RECORDS FOR THE EXERCISE:

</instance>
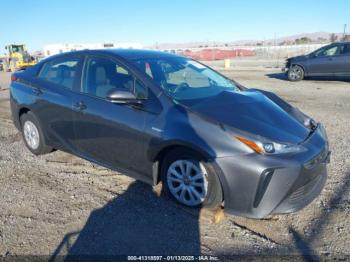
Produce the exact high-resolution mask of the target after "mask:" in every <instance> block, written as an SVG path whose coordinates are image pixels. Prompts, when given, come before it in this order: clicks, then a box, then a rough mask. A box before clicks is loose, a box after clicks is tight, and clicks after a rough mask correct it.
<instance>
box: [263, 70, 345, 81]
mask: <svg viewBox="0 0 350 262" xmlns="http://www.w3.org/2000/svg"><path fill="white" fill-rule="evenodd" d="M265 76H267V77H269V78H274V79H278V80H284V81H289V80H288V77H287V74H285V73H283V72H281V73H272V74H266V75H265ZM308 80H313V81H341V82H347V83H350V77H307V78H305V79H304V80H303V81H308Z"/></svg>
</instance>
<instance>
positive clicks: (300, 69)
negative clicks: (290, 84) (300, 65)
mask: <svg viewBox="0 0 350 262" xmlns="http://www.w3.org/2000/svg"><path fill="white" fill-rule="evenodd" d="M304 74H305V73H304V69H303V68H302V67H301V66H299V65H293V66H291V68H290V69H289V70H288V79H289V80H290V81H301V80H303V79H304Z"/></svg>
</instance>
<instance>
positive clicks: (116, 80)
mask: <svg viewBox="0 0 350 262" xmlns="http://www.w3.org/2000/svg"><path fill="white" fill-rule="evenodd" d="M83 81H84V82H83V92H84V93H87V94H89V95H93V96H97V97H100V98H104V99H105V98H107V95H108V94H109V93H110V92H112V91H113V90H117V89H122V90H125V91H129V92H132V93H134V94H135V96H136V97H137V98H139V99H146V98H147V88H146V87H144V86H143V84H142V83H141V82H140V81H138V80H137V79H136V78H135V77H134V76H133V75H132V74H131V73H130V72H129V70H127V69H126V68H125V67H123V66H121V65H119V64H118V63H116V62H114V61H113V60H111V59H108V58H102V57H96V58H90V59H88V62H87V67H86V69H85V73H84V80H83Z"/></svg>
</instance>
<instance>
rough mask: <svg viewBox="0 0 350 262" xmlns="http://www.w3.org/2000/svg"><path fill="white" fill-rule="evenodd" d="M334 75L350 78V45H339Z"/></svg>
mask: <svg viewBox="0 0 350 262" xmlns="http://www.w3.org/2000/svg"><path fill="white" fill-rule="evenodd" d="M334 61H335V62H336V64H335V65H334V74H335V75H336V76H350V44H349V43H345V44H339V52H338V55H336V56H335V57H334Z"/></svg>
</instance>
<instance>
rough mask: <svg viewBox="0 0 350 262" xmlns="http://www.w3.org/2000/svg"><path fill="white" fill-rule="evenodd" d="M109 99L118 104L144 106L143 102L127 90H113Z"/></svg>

TASK STATEMENT:
Type out the data above once more, exactly, with no images included.

EXERCISE OUTPUT:
</instance>
Produce the exact high-resolution mask of the target after "mask:" in every <instance> block, written as an SVG path whose coordinates are image pixels. Prompts, when given, come before it in this order: clicks, then a box, then a rough mask. A box before clicks is loose, a box after clicks is tight, and clicks after a rough mask correct it.
<instance>
box: [263, 70, 345, 81]
mask: <svg viewBox="0 0 350 262" xmlns="http://www.w3.org/2000/svg"><path fill="white" fill-rule="evenodd" d="M265 76H267V77H269V78H274V79H278V80H284V81H289V80H288V77H287V74H285V73H283V72H281V73H272V74H266V75H265ZM308 80H313V81H341V82H347V83H350V77H307V78H305V79H304V80H303V81H308Z"/></svg>
</instance>
<instance>
positive clicks: (300, 69)
negative clicks: (290, 84) (300, 65)
mask: <svg viewBox="0 0 350 262" xmlns="http://www.w3.org/2000/svg"><path fill="white" fill-rule="evenodd" d="M304 74H305V73H304V69H303V68H302V67H301V66H299V65H293V66H291V68H290V69H289V70H288V79H289V80H290V81H301V80H303V79H304Z"/></svg>
</instance>
<instance>
positive clicks: (116, 80)
mask: <svg viewBox="0 0 350 262" xmlns="http://www.w3.org/2000/svg"><path fill="white" fill-rule="evenodd" d="M83 81H84V82H83V92H84V93H87V94H89V95H93V96H97V97H100V98H104V99H105V98H107V95H108V94H109V93H110V92H112V91H113V90H117V89H122V90H125V91H129V92H132V93H134V94H135V96H136V97H137V98H139V99H146V98H147V88H146V87H144V86H143V84H142V83H141V82H140V81H138V80H137V79H136V78H135V77H134V76H133V75H132V74H131V73H130V72H129V70H127V69H126V68H125V67H123V66H121V65H119V64H118V63H116V62H114V61H113V60H111V59H108V58H102V57H96V58H90V59H88V62H87V67H86V69H85V73H84V80H83Z"/></svg>
</instance>
<instance>
rough mask: <svg viewBox="0 0 350 262" xmlns="http://www.w3.org/2000/svg"><path fill="white" fill-rule="evenodd" d="M334 75L350 78V45H339Z"/></svg>
mask: <svg viewBox="0 0 350 262" xmlns="http://www.w3.org/2000/svg"><path fill="white" fill-rule="evenodd" d="M334 61H335V62H336V64H335V65H334V74H335V75H336V76H350V44H349V43H345V44H339V52H338V55H336V56H335V57H334Z"/></svg>
</instance>
<instance>
rough mask: <svg viewBox="0 0 350 262" xmlns="http://www.w3.org/2000/svg"><path fill="white" fill-rule="evenodd" d="M109 99L118 104L144 106L143 102L127 90H113Z"/></svg>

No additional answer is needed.